> _What is being asked_
The records below must be reproduced exactly. Strip out the pictures.
(Data extract begins)
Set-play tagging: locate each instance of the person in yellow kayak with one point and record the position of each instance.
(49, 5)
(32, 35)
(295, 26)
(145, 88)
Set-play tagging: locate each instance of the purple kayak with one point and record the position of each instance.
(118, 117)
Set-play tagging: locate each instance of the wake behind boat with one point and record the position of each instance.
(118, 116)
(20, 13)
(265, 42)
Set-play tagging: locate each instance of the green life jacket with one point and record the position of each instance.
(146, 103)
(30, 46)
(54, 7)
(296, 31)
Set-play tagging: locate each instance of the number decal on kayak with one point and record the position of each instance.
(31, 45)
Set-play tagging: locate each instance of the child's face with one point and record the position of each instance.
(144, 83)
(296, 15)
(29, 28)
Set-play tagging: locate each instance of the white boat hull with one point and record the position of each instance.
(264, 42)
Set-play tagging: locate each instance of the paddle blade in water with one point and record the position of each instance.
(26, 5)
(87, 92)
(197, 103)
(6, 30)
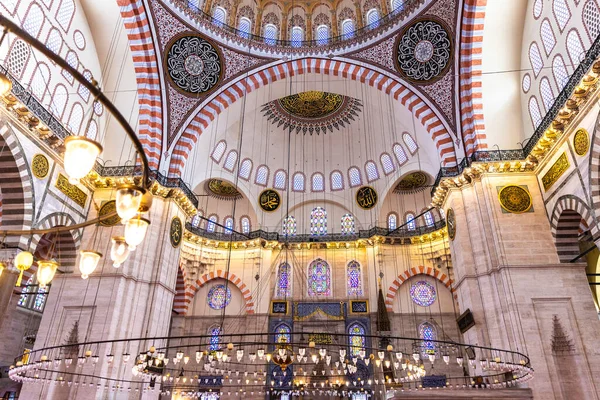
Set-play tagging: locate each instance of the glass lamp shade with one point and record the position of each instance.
(119, 251)
(129, 198)
(135, 231)
(80, 156)
(88, 262)
(5, 85)
(46, 271)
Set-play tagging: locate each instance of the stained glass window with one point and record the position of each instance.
(318, 221)
(354, 279)
(219, 296)
(428, 333)
(284, 281)
(422, 293)
(319, 278)
(348, 224)
(282, 334)
(215, 338)
(356, 338)
(288, 226)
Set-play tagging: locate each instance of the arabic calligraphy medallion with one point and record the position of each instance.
(366, 197)
(269, 200)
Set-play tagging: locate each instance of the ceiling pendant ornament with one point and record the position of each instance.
(193, 64)
(312, 111)
(515, 199)
(423, 51)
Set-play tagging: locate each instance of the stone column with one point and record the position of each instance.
(507, 272)
(132, 301)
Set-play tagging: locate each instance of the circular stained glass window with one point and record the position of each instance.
(219, 297)
(422, 293)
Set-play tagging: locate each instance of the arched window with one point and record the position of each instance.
(230, 160)
(534, 112)
(284, 281)
(548, 39)
(215, 338)
(210, 226)
(559, 71)
(411, 224)
(546, 93)
(410, 142)
(348, 28)
(400, 154)
(65, 14)
(322, 34)
(591, 19)
(318, 221)
(373, 18)
(283, 334)
(347, 224)
(535, 58)
(356, 339)
(298, 182)
(371, 170)
(318, 182)
(245, 169)
(218, 151)
(288, 226)
(387, 164)
(244, 27)
(561, 13)
(337, 180)
(575, 47)
(228, 225)
(245, 223)
(219, 16)
(354, 177)
(427, 333)
(297, 36)
(397, 5)
(279, 182)
(354, 276)
(319, 278)
(392, 221)
(262, 175)
(270, 34)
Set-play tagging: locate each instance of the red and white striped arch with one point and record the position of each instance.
(390, 85)
(471, 100)
(414, 271)
(145, 63)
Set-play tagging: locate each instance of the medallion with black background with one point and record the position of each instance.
(193, 64)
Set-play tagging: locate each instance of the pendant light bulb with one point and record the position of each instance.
(119, 251)
(46, 271)
(128, 200)
(80, 157)
(135, 231)
(88, 262)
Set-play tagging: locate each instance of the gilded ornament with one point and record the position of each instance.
(269, 200)
(581, 142)
(366, 197)
(176, 232)
(515, 199)
(556, 170)
(106, 208)
(71, 191)
(40, 166)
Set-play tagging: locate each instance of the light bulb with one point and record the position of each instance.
(46, 271)
(80, 156)
(88, 262)
(128, 200)
(135, 231)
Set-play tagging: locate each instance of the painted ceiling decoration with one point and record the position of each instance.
(312, 111)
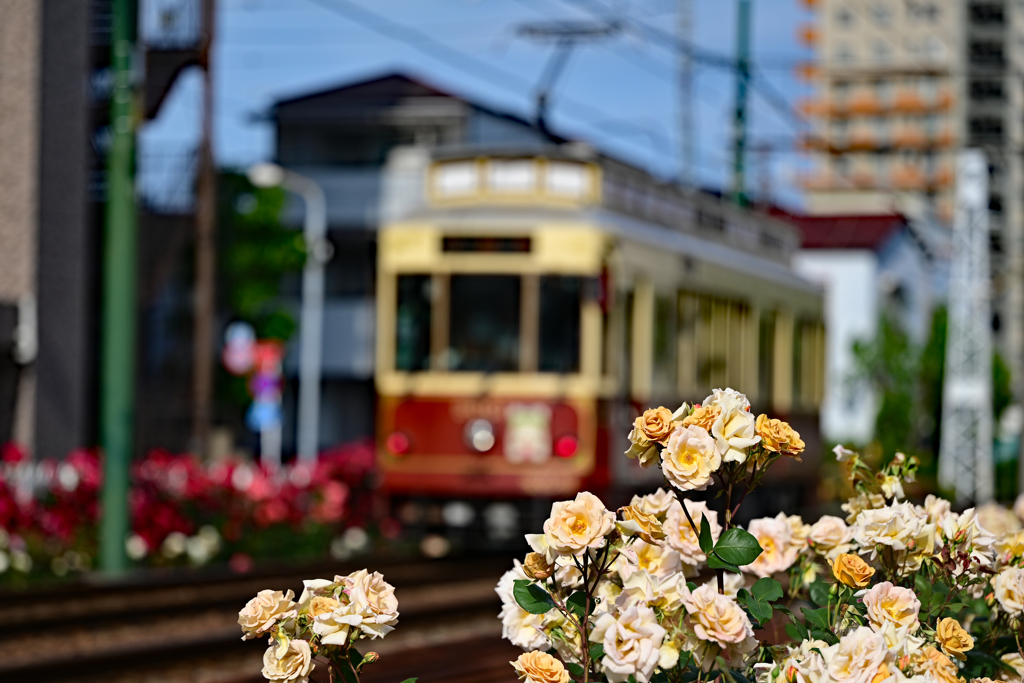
(Data extract ends)
> _Written reply_
Set-play tagging: locate each instance of the person in yellow kayak with one point and record the position of each instance.
(49, 5)
(32, 35)
(295, 26)
(145, 88)
Set-play tagging: locate each instance of the purple kayak with one point and record the position of each instance.
(118, 117)
Set-play tagging: locate each instance of the wake behind boat with one point and record the position of each instance.
(118, 116)
(20, 13)
(265, 42)
Set-play tagging: locate each instance of the green life jacket with one point and record the position of each instance.
(146, 103)
(30, 46)
(54, 7)
(296, 31)
Set-play tagging: locate each instance of the number decal on kayak with one point and record the position of each instance.
(31, 45)
Set-play tagging: locate each instance of the child's face with one point and record the position of each instance.
(144, 83)
(296, 15)
(29, 28)
Set-play tagging: locate each instance of the white boat hull with one point and record the position of each instance.
(264, 42)
Set-play tagging: locate each instance of the paddle blade in water with one point and record the position of each instance.
(26, 5)
(87, 92)
(197, 103)
(6, 30)
Set-play tagging: locate each instance of the glass lamp shade with one point and record the position of each instance.
(119, 251)
(129, 198)
(135, 231)
(80, 156)
(88, 262)
(5, 85)
(46, 271)
Set-play tagging: locate each instance of the stained glass window with one point and record the position of each instance.
(318, 221)
(354, 279)
(219, 296)
(428, 333)
(284, 281)
(422, 293)
(319, 278)
(348, 224)
(282, 334)
(215, 338)
(356, 338)
(288, 226)
Set-play tagging: locate each instance of the arabic calligraphy medallion with one point and record the position of each instance.
(366, 197)
(269, 200)
Set-play tagging: locate each instance of the ceiling pendant ornament with one point and record the position of each instance.
(193, 64)
(312, 111)
(515, 199)
(423, 51)
Set-play tagging: locate each instance of the stone column with one point and record the position of each instance.
(507, 272)
(132, 301)
Set-play tagging: locate each instance of the circular stained glass window with one point and record the position of each instance.
(219, 297)
(422, 293)
Set-play tagging: locate each instance of the arched window with one point and record the position of each instance.
(230, 160)
(534, 112)
(284, 281)
(548, 39)
(215, 338)
(210, 226)
(559, 71)
(411, 224)
(546, 93)
(410, 142)
(348, 28)
(400, 154)
(65, 14)
(322, 34)
(591, 19)
(318, 221)
(373, 18)
(283, 334)
(347, 224)
(535, 58)
(356, 339)
(298, 182)
(371, 170)
(318, 182)
(245, 169)
(218, 151)
(288, 226)
(387, 164)
(244, 27)
(561, 13)
(337, 180)
(575, 47)
(228, 225)
(245, 223)
(219, 16)
(354, 177)
(427, 333)
(297, 36)
(397, 5)
(279, 182)
(354, 276)
(319, 278)
(392, 221)
(262, 175)
(270, 34)
Set-play tagging: locate each instance of the red and white striped arch with one point and record the position of each instance.
(390, 85)
(471, 100)
(414, 271)
(145, 63)
Set-play tagging: locate each instance of the medallion with black background with one point and record the position of each instance.
(193, 64)
Set-play tagging: locate each instance of the pendant light bulb with one point and record the position of each instance.
(119, 251)
(46, 271)
(128, 200)
(80, 157)
(135, 231)
(88, 262)
Set-play tagging: locate each instance of the gilded ornament with one point and record the position of each instance.
(269, 200)
(581, 142)
(366, 197)
(176, 232)
(515, 199)
(556, 170)
(106, 208)
(71, 191)
(40, 166)
Set-play tagging: locate each instance of the light bulb with one point and record the position of each instance.
(46, 271)
(80, 156)
(88, 262)
(128, 200)
(135, 231)
Set-play tagging: locate each instance of the painted ceiling decoration with one point and record the position of each instance.
(312, 111)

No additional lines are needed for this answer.